- _PROBLEM DETAILS_
Your answer should consist only of the line with "Exercise. Spot the roof" and the lines after it, reproduced exactly through the end of the entries below.

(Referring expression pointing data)
=======
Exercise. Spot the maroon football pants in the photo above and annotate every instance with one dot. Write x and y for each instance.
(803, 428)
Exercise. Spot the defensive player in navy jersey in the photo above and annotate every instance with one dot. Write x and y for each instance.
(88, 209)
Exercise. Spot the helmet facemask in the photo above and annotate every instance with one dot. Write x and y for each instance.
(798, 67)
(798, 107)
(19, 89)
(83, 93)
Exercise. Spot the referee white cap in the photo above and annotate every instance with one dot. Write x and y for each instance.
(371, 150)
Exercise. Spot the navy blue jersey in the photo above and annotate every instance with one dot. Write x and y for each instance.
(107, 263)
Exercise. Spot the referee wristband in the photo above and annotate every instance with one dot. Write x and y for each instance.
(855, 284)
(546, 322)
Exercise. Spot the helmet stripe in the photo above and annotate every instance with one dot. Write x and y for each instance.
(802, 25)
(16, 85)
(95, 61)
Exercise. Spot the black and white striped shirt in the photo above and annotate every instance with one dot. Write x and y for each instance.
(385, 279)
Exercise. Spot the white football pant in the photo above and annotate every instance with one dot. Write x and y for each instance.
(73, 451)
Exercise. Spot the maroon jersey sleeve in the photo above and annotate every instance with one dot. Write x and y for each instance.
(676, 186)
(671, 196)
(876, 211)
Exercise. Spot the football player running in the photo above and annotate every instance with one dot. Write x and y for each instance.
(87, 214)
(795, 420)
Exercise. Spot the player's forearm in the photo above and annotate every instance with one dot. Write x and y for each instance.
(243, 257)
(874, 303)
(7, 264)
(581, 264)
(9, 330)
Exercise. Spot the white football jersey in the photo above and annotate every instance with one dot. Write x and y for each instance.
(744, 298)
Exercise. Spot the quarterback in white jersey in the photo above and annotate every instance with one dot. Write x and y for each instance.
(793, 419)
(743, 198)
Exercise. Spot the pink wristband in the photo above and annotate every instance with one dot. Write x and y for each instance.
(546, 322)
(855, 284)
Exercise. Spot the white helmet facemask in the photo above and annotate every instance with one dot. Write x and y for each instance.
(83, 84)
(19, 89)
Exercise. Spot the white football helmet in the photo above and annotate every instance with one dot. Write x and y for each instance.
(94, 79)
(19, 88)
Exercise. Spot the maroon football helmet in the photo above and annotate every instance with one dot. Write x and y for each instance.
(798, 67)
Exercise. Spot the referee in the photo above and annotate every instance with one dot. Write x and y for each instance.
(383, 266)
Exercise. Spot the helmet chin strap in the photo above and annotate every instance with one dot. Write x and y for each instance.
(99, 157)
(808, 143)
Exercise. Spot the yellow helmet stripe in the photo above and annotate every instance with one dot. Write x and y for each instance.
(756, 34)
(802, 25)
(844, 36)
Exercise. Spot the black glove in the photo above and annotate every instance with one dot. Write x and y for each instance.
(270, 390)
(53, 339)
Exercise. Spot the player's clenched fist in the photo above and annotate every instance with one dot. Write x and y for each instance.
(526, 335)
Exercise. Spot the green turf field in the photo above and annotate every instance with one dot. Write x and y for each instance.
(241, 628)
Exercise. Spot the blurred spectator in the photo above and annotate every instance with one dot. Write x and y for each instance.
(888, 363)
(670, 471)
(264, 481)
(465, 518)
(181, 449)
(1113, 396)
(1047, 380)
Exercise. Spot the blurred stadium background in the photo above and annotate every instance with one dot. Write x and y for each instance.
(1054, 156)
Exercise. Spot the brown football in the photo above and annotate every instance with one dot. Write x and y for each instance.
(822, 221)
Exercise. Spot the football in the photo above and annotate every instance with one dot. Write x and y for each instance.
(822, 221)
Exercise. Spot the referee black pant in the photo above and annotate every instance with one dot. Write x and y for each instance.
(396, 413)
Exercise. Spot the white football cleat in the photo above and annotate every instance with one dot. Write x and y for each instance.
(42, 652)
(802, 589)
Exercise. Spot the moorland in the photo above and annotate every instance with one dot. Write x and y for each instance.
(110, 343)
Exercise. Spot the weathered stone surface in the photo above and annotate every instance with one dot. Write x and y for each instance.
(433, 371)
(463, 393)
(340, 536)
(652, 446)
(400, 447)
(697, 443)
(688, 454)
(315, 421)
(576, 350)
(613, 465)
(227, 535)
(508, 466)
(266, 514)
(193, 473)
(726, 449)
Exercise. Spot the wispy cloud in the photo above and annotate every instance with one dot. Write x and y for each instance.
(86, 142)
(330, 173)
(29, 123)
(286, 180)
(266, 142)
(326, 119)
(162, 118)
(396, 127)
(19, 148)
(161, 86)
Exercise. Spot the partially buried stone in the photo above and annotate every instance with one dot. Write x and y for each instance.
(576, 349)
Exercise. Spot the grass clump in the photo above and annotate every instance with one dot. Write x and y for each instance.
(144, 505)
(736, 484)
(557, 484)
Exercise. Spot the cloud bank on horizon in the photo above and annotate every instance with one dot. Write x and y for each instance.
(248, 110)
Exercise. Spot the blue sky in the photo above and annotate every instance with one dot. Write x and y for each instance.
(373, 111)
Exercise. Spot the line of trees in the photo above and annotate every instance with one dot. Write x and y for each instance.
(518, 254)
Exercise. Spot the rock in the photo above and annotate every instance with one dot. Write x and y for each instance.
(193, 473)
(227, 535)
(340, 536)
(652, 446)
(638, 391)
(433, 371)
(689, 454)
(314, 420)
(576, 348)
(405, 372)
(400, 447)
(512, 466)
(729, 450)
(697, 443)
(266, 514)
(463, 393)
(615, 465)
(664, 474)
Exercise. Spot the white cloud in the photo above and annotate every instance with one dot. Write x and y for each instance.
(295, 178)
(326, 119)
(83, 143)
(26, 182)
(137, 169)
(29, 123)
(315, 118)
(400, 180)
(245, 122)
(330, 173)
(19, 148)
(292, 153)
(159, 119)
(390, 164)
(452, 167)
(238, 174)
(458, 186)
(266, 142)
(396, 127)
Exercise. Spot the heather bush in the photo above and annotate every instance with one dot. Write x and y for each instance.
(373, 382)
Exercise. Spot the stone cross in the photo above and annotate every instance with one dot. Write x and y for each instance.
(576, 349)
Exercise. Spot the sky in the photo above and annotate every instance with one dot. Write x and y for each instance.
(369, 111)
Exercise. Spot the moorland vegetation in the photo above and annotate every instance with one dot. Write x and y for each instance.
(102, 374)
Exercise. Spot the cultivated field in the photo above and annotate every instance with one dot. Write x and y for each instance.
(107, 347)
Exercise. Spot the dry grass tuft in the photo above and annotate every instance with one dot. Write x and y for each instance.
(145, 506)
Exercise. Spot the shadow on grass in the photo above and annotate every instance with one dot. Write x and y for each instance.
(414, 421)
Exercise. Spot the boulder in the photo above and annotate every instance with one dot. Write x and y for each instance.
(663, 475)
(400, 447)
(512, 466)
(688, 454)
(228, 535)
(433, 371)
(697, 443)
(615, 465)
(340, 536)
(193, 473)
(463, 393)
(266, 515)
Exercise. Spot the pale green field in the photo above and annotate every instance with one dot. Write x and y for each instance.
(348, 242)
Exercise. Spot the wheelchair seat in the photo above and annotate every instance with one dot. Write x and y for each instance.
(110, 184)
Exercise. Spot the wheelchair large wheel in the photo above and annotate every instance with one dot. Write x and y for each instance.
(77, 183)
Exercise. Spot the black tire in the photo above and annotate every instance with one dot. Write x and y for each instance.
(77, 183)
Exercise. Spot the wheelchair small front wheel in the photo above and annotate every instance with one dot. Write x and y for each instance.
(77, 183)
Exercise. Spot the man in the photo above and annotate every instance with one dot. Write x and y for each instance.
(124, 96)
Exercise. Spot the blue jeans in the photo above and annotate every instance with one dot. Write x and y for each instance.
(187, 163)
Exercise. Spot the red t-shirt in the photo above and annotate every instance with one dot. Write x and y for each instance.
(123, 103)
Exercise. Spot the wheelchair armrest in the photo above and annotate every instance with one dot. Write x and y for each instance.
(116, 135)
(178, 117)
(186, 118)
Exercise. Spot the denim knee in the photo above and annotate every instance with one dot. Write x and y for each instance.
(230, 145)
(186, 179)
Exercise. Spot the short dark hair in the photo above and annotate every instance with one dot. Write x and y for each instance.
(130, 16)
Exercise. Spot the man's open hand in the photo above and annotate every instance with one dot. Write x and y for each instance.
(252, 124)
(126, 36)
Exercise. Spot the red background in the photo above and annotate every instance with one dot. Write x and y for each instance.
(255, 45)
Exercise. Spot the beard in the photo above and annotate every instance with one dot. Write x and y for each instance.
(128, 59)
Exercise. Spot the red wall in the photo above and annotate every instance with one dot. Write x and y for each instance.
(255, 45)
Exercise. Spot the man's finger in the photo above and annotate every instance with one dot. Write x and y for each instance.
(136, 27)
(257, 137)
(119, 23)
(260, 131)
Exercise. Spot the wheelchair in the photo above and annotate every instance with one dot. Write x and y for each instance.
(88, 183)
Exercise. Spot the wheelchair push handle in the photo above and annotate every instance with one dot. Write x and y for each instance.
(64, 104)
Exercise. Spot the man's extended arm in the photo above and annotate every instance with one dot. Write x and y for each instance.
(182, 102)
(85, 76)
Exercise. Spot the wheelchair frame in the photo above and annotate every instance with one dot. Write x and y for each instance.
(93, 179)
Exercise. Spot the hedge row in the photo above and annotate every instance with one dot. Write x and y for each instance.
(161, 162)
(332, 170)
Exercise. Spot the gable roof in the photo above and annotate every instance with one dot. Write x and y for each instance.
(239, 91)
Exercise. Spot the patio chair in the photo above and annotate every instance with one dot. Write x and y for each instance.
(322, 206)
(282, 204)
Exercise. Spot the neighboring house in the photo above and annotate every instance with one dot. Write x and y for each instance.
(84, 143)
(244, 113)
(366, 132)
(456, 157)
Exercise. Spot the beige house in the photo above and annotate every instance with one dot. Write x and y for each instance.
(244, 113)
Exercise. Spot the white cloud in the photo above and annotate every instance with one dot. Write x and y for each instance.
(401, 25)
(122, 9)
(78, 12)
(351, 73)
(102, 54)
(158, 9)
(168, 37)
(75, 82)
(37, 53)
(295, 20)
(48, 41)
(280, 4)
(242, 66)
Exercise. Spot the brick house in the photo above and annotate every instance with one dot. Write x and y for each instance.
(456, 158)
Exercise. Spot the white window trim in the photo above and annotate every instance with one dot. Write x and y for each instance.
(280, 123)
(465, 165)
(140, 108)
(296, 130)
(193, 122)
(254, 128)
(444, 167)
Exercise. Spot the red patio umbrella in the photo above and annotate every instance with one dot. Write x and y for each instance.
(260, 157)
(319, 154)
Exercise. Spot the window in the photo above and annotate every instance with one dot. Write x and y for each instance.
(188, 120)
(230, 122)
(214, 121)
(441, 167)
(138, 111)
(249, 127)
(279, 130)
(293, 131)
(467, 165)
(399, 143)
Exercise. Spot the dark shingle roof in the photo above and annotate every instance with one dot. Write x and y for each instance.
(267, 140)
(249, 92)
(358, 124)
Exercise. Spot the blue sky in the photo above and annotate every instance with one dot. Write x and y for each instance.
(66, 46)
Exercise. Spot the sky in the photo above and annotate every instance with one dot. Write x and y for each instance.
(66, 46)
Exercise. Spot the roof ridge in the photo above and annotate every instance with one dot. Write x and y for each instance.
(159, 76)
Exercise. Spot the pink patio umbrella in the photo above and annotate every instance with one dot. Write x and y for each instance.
=======
- _EXERCISE OUTPUT_
Exercise. Spot the roof ridge in the photo above and annotate every instance with one dot. Write x and y for each instance.
(159, 76)
Exercise. Spot the pink patio umbrella in the photo above and annotate every instance with one dot. Write x and y for each instance.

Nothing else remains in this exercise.